### Given request 1
Convert the lines of the listing into a Markdown table with the columns Row and Entry, leaving out blank lines. Begin at the line of the listing that contains "Task: locate the mulch" and stop after the last line of the listing, including both.

### Supplied text

'''

Logic List Mailing Archive
CfP special issue Studia Logica: Abstract Algebraic Logic, Deadline: 1 December 2010
Call for Papers
Special Issue of Studia Logica
on Abstract Algebraic Logic
Guest editors: JOSEP MARIA FONT and RAMON JANSANA (University of Barcelona)
The discipline of Abstract Algebraic Logic can be described as Algebraic
Logic for the XXIst century. It gathers all mathematical studies of the
process of algebraization of logic in its most abstract and general
aspects. In particular it provides frameworks where statements such as
"This class of algebras is the algebraic counterpart of that logic" or
"A logic satisfies (some form of) the interpolation theorem if and only
if its algebraic counterpart satisfies (some form of) amalgamation"
become meaningful; then one may be able to prove them in total
generality, or one may investigate their scope, or prove them after
adding some restrictions, etc.
The term appeared for the first time in Volume II of Henkin-Monk-
Tarski's "Cylindric Algebras" (1985), referring to the algebraization of
first-order logics, but after the Workshop on Abstract Algebraic Logic
(Barcelona, 1997) it has been widely adopted to denote all the
ramifications in the studies of sentential-like logics that have
flourished following Blok, Pigozzi and Czelakowski's pioneering works in
the 1980's. Abstract Algebraic Logic has been considered as the natural
evolution of the traditional works in Algebraic Logic in the style of
Rasiowa, Sikorski, Wjcicki, etc., and integrates the theory of logical
matrices into a more general framework.
The 2010 version of the Mathematics Subject Classification incorporates
Abstract Algebraic Logic as entry 03G27, a fact that witnesses the
well-delimited, qualitatively distinctive character of this discipline
and its quantitative growth. In the Unilog'2010 Congress (Estoril, April
2010) a Special Session has been devoted to this discipline, and all
contributors have been invited to submit a paper for this Special Issue.

'''

### Given request 2
Transcribe a passage from the call for papers verbatim. Begin at the words "The term appeared" and stop after "more general framework.".

### Provided records
'''

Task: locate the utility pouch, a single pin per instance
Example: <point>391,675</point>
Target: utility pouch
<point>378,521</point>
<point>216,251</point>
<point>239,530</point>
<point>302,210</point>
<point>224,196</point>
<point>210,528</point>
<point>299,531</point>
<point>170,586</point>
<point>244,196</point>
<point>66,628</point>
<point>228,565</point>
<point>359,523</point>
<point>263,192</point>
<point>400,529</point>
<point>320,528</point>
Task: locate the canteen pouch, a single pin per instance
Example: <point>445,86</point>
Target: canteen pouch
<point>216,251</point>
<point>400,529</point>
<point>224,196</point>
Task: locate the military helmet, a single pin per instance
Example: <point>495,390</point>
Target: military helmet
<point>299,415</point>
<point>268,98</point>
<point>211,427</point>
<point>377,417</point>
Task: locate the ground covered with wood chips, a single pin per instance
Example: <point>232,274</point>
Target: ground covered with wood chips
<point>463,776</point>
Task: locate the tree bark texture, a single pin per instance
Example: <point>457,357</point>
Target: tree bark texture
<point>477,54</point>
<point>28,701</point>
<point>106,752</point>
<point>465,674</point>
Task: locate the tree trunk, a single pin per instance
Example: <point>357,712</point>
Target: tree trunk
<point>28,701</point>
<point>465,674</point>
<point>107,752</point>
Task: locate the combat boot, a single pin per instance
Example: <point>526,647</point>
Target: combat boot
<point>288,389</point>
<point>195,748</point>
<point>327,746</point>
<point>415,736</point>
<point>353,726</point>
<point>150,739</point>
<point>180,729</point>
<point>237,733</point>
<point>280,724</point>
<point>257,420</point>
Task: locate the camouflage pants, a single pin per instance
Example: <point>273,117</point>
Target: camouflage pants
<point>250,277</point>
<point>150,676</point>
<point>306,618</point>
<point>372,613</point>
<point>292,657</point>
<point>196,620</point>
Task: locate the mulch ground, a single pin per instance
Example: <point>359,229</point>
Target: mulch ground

'''

### Solution 1
| Row | Entry |
|---|---|
| 1 | Task: locate the mulch ground, a single pin per instance |
| 2 | Example: <point>359,229</point> |
| 3 | Target: mulch ground |

### Solution 2
The term appeared for the first time in Volume II of Henkin-Monk-
Tarski's "Cylindric Algebras" (1985), referring to the algebraization of
first-order logics, but after the Workshop on Abstract Algebraic Logic
(Barcelona, 1997) it has been widely adopted to denote all the
ramifications in the studies of sentential-like logics that have
flourished following Blok, Pigozzi and Czelakowski's pioneering works in
the 1980's. Abstract Algebraic Logic has been considered as the natural
evolution of the traditional works in Algebraic Logic in the style of
Rasiowa, Sikorski, Wjcicki, etc., and integrates the theory of logical
matrices into a more general framework.